Mohammed Elrazzaz, Expert, Business Development and Employability, Union for the Mediterranean
Mohammed Elrazzaz is a Barcelona-based Egyptian expert. He joined the Secretariat of the Union for the Mediterranean in 2013, first working for Cabinet before moving to the Business Development and Employment Division, where he handles Social, Digital and Creative Economy. He had worked for the Commercial International Bank (CIB) Egypt for 10 years as Financial Analyst and Head of Investor Relations.
Mr. Elrazzaz is also a Professor of Mediterranean Heritage at the International University of Catalonia (UIC) in Barcelona since 2010. He holds a BA in Economic Studies and an MA in Humanities.
Mouhamadou Moustapha Ly, Senior Economist, Policy Center for the New South
Senior economist at the Policy Center for the New South (PCNS), Mouhamadou LY hold a PhD in development economics. His research activities focus on development macroeconomics especially on fiscal and monetary policies. Mr. LY has also been a consultant for several international development organizations and for the Senegalese government.

══════════════════════════════

• [WHAT YOU NEED TO DO]
List every academic degree mentioned in the biographies above, with the person who holds each one.

Spatial localization data
══════════════════════════════

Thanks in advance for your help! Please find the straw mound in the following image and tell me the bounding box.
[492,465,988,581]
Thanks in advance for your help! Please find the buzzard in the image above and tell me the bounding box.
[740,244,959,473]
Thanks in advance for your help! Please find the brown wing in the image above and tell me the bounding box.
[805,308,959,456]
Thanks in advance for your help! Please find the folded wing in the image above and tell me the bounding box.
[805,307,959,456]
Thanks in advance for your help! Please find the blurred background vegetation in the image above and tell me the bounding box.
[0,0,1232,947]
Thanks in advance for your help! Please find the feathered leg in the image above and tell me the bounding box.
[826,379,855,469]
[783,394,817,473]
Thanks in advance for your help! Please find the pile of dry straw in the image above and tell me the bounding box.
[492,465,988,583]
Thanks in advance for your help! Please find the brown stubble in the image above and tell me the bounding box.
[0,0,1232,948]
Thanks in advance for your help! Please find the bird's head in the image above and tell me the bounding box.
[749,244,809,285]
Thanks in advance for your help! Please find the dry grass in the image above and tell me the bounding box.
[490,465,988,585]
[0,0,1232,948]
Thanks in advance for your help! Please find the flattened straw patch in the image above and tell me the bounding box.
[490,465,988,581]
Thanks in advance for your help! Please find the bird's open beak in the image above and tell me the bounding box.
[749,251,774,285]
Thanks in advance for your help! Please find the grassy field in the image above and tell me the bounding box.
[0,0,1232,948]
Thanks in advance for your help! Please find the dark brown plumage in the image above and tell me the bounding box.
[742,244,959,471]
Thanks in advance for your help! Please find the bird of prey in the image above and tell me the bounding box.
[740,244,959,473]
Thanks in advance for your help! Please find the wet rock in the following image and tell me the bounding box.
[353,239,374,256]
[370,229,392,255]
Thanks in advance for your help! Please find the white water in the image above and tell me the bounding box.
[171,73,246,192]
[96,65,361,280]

══════════════════════════════

• [YOUR RESPONSE]
- BA in Economic Studies: Mohammed Elrazzaz
- MA in Humanities: Mohammed Elrazzaz
- PhD in development economics: Mouhamadou Moustapha Ly